**Exercise directions**. Keep only the lines below that contain the word "plume", matching case exactly, and copy each of them.

**Record set**.
--------
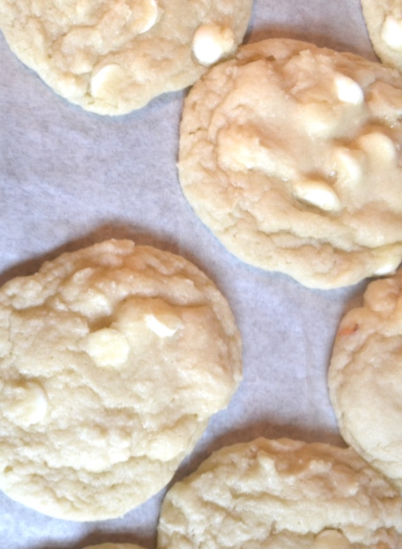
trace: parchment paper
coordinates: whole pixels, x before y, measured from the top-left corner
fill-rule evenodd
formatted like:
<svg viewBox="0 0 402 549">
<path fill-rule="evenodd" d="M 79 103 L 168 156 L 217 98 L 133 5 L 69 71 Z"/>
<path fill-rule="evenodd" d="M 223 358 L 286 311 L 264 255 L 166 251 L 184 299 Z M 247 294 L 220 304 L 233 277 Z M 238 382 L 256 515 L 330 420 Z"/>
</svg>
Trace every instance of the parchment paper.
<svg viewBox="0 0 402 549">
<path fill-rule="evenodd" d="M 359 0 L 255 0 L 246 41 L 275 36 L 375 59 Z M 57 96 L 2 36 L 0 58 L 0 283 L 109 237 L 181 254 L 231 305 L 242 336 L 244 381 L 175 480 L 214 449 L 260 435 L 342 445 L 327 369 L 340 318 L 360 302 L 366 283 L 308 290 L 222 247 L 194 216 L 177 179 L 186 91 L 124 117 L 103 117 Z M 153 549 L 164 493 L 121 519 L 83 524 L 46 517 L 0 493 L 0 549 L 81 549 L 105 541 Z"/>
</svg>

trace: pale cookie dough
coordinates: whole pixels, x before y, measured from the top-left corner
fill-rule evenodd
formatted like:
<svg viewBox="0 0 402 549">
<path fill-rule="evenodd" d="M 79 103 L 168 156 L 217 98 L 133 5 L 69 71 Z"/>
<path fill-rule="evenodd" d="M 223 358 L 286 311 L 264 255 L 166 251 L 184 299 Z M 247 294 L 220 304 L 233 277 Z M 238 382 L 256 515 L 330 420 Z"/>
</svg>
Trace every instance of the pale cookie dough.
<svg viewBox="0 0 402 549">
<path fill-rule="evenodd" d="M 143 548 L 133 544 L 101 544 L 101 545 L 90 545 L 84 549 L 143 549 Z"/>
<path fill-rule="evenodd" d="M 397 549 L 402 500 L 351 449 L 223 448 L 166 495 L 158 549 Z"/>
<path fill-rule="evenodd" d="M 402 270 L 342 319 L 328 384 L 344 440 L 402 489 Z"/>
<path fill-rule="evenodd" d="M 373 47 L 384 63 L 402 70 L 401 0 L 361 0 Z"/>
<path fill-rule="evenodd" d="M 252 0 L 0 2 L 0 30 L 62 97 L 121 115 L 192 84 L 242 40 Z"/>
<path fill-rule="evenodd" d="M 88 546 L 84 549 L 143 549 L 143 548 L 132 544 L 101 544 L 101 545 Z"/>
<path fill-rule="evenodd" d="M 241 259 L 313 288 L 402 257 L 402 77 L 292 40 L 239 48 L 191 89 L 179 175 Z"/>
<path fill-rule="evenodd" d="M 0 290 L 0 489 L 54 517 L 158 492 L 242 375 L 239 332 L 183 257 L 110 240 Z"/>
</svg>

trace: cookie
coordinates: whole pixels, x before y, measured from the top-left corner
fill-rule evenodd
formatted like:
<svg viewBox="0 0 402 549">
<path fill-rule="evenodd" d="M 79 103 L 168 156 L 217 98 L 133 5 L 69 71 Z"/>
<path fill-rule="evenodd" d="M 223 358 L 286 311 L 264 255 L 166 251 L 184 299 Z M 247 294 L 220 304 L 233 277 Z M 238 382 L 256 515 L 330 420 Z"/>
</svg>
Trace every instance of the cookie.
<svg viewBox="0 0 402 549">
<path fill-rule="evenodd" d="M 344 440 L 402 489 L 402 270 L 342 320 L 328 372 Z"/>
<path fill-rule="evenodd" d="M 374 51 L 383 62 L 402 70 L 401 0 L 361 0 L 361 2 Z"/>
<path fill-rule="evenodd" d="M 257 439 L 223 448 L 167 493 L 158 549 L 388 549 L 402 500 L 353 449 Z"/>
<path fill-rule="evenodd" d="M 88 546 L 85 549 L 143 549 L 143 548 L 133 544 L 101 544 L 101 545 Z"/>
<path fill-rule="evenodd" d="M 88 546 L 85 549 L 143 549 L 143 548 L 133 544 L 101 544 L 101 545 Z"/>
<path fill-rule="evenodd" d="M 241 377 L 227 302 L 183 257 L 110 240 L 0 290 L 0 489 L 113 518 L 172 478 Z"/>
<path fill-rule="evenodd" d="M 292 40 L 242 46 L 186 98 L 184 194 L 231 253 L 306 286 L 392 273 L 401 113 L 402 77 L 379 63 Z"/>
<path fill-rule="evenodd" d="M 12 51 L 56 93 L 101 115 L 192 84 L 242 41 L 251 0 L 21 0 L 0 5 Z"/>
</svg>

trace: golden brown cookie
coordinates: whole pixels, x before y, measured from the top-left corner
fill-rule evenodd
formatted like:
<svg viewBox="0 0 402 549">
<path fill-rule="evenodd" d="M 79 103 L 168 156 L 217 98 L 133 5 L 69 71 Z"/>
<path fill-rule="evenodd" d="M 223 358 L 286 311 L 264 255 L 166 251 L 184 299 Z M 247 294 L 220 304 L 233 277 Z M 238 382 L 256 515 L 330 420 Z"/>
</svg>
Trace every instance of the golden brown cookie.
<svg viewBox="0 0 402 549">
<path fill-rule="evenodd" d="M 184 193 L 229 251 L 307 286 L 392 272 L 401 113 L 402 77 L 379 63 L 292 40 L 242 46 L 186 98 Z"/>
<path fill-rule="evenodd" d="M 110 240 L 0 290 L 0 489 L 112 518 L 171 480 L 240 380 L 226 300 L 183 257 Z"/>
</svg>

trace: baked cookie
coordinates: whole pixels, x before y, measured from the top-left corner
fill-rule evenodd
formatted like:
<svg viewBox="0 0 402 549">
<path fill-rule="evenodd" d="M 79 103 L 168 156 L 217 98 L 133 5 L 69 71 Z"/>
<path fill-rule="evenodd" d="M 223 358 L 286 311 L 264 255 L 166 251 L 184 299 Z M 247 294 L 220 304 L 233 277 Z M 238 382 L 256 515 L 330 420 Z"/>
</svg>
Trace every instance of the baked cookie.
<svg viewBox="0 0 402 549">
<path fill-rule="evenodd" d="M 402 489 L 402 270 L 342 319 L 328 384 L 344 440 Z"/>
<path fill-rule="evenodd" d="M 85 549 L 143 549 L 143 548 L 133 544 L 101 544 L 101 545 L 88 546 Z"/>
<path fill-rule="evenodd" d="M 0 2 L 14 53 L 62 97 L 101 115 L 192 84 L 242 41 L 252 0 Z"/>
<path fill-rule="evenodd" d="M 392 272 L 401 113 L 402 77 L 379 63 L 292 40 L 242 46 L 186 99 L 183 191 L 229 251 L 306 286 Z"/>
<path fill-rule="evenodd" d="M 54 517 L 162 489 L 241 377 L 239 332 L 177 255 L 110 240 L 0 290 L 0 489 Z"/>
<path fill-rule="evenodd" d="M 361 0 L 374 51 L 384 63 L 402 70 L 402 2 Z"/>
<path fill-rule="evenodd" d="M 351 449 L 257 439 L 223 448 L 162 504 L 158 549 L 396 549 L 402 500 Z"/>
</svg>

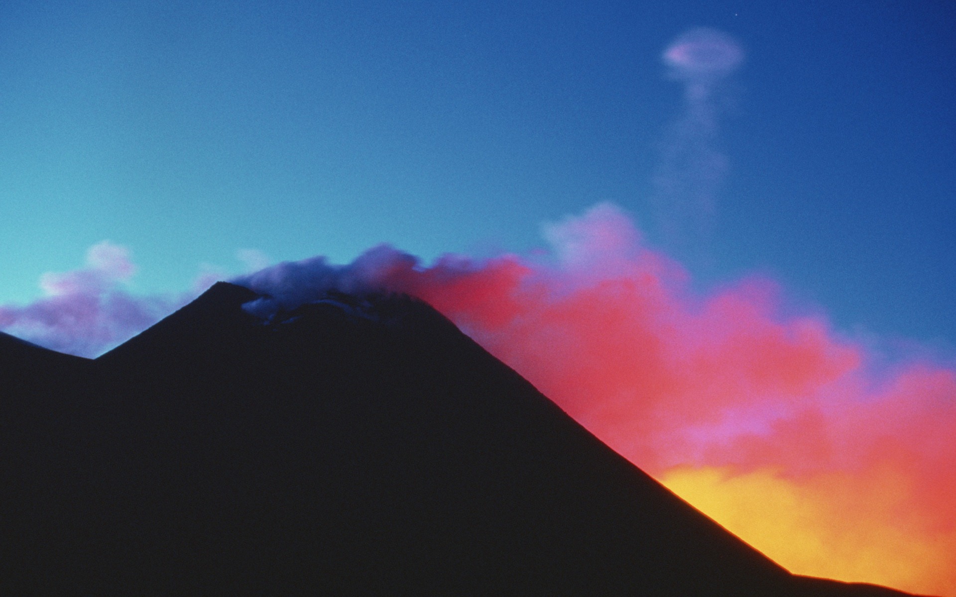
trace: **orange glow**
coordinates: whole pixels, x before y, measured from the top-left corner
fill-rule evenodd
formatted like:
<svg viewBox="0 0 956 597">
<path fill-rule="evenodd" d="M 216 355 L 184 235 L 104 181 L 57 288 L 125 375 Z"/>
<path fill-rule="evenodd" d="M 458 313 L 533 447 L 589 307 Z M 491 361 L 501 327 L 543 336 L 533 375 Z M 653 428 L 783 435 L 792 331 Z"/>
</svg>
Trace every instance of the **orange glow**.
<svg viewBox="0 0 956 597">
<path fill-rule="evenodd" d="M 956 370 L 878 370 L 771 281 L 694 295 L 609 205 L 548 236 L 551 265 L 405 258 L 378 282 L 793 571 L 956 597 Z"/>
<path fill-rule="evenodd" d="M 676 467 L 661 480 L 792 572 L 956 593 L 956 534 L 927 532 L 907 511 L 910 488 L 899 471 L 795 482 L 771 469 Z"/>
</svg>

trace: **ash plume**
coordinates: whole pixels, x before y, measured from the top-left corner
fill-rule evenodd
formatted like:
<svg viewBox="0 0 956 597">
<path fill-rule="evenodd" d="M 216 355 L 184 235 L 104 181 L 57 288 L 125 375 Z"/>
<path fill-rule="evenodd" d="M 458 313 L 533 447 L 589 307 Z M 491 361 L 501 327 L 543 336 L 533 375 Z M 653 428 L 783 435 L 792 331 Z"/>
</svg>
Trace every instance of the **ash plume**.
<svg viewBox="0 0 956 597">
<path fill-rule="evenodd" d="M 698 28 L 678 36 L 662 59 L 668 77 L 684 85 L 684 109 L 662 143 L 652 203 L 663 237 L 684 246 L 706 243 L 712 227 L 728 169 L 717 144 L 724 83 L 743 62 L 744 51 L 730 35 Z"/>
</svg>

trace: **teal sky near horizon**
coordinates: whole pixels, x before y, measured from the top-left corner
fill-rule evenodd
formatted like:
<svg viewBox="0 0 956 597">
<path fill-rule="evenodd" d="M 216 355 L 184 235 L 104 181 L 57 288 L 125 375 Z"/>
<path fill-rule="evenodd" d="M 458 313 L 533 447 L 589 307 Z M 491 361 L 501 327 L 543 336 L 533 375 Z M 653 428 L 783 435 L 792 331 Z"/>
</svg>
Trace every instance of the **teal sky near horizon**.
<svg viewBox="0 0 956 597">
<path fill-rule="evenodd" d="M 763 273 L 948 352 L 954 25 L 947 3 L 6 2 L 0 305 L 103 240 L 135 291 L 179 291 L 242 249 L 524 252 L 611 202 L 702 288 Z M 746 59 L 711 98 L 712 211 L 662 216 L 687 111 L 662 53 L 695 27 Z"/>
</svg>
--------
**Exercise solution**.
trace: **ash plume**
Trace every instance of the **ash plume**.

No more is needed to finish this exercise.